▶ [GOAL OF THE EXERCISE]: Print the records exactly as written, and let no picture into the answer.

▶ [RAW DATA]:
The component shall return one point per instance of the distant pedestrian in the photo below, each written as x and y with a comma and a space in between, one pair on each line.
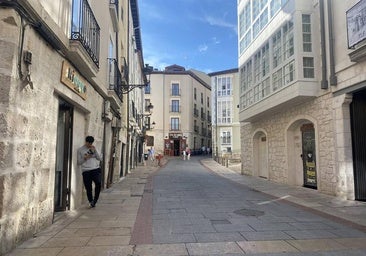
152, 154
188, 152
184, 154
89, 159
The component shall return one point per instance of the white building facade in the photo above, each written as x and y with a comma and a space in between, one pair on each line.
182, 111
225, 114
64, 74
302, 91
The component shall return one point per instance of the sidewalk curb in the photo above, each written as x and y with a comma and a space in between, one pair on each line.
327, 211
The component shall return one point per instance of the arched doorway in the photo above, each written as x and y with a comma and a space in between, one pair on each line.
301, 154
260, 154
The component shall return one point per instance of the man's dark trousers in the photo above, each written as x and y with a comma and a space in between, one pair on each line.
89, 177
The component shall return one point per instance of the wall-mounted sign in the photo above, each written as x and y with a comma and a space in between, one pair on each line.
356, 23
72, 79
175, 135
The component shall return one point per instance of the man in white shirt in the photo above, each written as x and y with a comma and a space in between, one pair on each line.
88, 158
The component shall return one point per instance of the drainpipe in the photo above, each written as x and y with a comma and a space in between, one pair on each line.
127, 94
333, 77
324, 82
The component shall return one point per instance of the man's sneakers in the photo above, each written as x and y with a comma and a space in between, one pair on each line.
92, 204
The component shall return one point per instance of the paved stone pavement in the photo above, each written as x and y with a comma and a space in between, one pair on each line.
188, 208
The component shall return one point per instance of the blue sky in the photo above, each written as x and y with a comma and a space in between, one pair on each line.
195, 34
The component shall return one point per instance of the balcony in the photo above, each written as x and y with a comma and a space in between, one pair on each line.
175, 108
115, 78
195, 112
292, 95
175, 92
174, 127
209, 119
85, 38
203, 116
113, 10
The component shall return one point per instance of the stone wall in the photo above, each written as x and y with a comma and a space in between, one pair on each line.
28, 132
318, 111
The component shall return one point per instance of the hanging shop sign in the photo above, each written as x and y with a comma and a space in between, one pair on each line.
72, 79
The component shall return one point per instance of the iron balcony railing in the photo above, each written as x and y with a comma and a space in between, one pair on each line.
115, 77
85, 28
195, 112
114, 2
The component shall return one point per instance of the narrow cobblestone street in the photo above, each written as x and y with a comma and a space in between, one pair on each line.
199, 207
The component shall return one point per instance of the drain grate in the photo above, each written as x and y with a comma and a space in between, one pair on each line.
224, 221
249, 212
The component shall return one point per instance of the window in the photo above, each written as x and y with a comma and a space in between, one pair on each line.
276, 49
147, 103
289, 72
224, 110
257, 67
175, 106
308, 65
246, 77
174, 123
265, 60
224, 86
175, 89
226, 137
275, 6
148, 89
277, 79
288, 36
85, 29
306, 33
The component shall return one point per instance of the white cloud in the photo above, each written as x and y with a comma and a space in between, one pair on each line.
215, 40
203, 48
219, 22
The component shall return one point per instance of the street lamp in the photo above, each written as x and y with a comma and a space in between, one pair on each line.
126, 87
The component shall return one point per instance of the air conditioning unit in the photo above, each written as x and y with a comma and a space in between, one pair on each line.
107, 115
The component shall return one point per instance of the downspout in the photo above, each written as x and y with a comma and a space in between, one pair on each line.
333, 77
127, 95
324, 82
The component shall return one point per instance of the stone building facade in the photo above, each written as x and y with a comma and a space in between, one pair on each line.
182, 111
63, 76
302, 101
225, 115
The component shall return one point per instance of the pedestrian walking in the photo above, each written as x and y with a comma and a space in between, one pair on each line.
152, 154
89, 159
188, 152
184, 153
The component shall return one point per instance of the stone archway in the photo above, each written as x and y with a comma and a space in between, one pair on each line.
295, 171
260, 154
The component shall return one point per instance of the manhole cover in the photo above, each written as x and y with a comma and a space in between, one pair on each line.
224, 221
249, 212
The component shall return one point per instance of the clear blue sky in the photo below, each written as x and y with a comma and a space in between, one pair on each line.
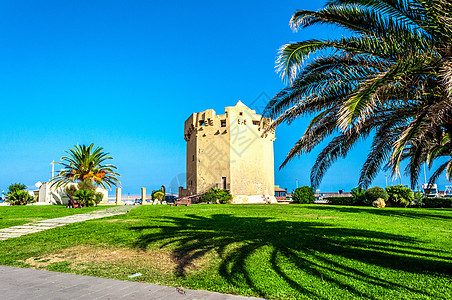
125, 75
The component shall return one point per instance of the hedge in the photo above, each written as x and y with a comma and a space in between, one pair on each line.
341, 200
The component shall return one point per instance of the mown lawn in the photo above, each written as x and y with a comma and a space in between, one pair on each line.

▶ [WRITTEN RESPONSE]:
The component shall return one point per instance of the distant pedestrian in the photo below, each written as x and y with a comma and a space in between, one pair on each line.
152, 154
188, 152
184, 154
89, 159
The component shall return one point per instance of the white building facade in the photo above, each written as x and y with a comma and a space in between, one pair on each line.
182, 111
225, 114
64, 74
302, 91
The component shall return one point per instance of the sidewalk curb in the photo above, each written as x and y with a comma and a space in between, one pair on each line.
327, 211
The component shall return one point per instance of the arched doorway in the photo above, each written as x and y with a comma and a space in between, one pair on each line.
301, 154
260, 154
The component shall return one point per instance of the man's dark trousers in the photo above, each written as x and y with a comma and a space in between, one pair on each line.
89, 177
The component shall return one point per instance of the wall-mounted sign in the photo above, each written as x and y with a comma and a space in between, one pair on each line.
356, 23
72, 79
175, 135
The component shall return one point per instance of the man in white shirt in the photo above, each written as x and y with a comma and a space in between, one pair on each line.
88, 158
The component shall return one point per instance of the drainpipe in the photo above, each written as x and y with a comma and a space in between, one pair on each line.
127, 94
333, 77
324, 82
The component shall return one point per instance of the man's sneakers in the photo above, each written as x and y with a comma and a space in between, one pair on each line.
92, 204
The component shall return one point per instance of the paved stone pavement in the photo above, each written as x and y with a comma and a space in between, one pair on each line.
188, 208
The component shall return one point per instance of the blue sky in the photo above, each written as x and y with a comma and a space in between, one pair on each line.
195, 34
The component shall return one point per instance of the balcony in the photo above, each written as x and y with a comma and a space in between, one pair on each line.
175, 108
115, 78
195, 112
292, 95
175, 92
174, 127
209, 119
85, 38
203, 116
113, 10
The component shall return one point per instance of the stone wall in the photo above, each written as x and y with a comma and a space in between, one pair on each line.
28, 132
318, 111
The component shall return one point per instance of the hanging shop sign in the photo above, each written as x and y with a comma and a space in between, one pair on each line.
72, 79
The component shall return one point per instance of the iron balcony railing in the photo above, each written as x and y with a comma and a space in between, one pair on each line.
115, 77
85, 28
195, 112
114, 2
The component shall return one point per instance of the narrow cobblestone street in the photo above, each written as x and y with a comma and a space in between, one pair on each line.
199, 207
The component shall return one point per instance of the drain grate in the photo above, each written as x and y with a comma and a space in between, one pair on each line.
224, 221
249, 212
The component shall return one point per instance of the window in the photo above, each written as x and y with a comma and a space in between, one pair on each line.
276, 49
147, 103
289, 72
224, 110
257, 67
175, 106
308, 65
246, 77
174, 123
265, 60
224, 86
175, 89
226, 137
275, 6
148, 89
277, 79
288, 36
85, 29
306, 33
The component shall return one point per instance of the white cloud in the photo above, each written as x and y with a comma and a space in between, one pair on each line.
215, 40
203, 48
219, 22
The component shall return one point per instance of the street lamp in the photo above, each written as x and y with a comma and a space in between, one pair on each line.
126, 87
The component shall return one point per instance of the air conditioning unit in the photo above, each written as x and y with a comma and a space in between, one pair on each line.
107, 115
The component shall return one point per instance of the downspout in the photo above, each written as x and y with a comma and a space in between, one pair on each line.
333, 77
127, 95
324, 82
The component shall return one point per instance of the stone building facade in the photo above, each written as x and y with a comma and a space in between, one pair on each line.
182, 111
63, 76
302, 101
225, 115
The component shall return one point per instance of the pedestrian walking in the photo above, each written as x and y with a comma and a space in between, one pair on each line.
152, 154
89, 159
188, 152
184, 153
The component shall return one point per instance of the stone archway in the photo above, each written as x and y with a comma and a space in between, one pair on each line.
295, 171
260, 154
The component shall return one point per instance of the manhole cover in the photo above, each written as x and y with a comma and a space in between, one pair on each line.
224, 221
249, 212
The component shall return one point per instance of the clear blue sky in the photo below, each written as x and y with a comma and a space in between, one pair on each line.
125, 75
The component shall return one point per instance of the hedge in the photo above, each written as x and y with a comma and a space in between, one pair on each line.
341, 200
The component shall return one point per instance of the mown lawn in the photo above, each written as x and y with a comma and a space in between, one pair on each line.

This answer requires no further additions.